**Exercise directions**
Each line of the records that includes "pickup" should be found and copied.

**Data provided**

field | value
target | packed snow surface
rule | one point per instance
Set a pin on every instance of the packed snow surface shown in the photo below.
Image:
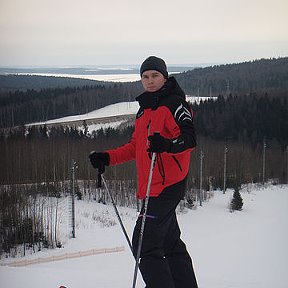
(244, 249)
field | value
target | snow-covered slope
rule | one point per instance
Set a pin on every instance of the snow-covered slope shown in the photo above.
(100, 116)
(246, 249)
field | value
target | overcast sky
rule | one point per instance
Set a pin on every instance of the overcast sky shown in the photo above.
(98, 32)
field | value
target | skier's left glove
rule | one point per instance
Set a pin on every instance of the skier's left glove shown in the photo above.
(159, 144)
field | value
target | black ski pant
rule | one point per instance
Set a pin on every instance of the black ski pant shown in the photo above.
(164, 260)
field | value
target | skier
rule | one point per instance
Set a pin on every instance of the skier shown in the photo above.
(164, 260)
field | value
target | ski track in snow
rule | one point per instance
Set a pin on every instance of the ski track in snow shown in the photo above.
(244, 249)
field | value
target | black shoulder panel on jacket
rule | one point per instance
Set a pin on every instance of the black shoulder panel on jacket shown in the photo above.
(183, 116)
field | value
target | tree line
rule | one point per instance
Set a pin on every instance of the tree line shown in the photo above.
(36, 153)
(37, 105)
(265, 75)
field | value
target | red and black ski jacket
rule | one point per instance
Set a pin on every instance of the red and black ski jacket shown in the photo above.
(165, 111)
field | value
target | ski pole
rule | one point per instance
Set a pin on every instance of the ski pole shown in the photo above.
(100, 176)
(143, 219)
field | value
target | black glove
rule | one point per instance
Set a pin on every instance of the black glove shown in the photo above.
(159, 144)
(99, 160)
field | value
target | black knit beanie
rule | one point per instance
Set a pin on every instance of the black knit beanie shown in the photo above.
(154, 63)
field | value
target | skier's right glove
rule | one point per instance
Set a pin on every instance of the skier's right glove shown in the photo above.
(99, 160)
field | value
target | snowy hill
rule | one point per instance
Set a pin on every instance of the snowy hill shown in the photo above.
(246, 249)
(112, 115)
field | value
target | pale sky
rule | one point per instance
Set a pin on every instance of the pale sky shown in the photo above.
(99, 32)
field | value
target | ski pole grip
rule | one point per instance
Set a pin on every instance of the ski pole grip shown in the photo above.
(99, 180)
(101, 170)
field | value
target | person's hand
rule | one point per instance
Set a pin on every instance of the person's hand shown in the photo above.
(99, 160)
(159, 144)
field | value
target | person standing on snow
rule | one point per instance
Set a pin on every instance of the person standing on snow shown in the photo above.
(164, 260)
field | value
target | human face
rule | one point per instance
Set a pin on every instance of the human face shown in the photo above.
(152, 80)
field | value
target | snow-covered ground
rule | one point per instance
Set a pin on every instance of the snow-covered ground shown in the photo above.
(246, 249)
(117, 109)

==

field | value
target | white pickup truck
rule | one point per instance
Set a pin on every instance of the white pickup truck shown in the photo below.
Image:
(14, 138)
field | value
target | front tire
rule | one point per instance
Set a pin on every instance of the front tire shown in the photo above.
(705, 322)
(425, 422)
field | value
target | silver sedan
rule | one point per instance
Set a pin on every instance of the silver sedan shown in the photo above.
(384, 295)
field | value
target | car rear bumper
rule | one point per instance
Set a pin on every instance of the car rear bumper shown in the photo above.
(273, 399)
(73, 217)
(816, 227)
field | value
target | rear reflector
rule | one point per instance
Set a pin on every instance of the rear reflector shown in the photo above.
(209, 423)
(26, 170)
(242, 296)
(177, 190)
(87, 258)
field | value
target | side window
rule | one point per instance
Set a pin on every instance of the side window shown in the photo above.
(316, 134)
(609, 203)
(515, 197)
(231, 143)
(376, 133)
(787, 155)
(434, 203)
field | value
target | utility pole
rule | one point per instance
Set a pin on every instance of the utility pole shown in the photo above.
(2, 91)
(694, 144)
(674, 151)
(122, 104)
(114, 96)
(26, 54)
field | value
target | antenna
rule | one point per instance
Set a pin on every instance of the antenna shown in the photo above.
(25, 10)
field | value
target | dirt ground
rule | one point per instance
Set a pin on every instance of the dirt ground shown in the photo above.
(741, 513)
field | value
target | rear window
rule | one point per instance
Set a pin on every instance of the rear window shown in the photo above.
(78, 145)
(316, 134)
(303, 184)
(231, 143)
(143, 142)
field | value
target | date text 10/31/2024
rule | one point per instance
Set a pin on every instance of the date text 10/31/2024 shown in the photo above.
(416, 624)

**Result for this exercise**
target | white pickup truck
Set a pin on every instance of the white pickup truck shown in the photo below.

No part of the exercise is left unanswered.